*** Begin section ***
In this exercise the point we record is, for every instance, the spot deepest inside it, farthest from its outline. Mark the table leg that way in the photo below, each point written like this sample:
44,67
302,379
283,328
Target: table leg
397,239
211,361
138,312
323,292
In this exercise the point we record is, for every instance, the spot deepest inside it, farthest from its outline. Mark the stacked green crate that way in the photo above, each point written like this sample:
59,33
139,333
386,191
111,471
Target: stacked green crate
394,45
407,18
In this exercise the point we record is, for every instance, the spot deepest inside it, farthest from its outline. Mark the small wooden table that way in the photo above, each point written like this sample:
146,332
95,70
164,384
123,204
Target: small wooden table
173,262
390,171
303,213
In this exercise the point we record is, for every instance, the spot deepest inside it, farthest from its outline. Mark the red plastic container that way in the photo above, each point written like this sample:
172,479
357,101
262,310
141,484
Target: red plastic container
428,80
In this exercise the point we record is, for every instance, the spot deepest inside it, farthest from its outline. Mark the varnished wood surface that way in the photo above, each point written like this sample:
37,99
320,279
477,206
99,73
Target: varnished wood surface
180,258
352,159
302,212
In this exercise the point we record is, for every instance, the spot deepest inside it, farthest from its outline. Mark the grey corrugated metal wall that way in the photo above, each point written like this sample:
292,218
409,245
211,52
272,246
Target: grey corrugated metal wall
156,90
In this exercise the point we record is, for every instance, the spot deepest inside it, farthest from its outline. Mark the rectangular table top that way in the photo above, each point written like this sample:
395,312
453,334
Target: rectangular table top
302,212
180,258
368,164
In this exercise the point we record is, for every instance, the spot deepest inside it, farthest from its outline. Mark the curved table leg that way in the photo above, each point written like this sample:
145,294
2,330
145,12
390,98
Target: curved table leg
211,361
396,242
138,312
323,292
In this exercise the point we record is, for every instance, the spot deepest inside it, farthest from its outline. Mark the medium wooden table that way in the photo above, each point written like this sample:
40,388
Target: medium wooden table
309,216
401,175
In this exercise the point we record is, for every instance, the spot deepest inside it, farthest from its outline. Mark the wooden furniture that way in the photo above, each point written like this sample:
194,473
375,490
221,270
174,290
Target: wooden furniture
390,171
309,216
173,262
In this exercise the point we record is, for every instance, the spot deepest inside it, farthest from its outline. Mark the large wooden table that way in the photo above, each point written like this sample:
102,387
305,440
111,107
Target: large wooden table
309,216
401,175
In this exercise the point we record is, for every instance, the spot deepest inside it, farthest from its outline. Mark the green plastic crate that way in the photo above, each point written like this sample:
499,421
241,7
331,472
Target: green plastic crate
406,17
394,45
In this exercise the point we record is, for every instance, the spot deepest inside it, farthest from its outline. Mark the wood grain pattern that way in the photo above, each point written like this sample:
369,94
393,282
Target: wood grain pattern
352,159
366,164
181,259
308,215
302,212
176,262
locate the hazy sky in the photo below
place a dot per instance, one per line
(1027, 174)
*** End section ***
Check the material above line by line, and give only the number of lines holding the string "below".

◆ **COMPLETED TASK**
2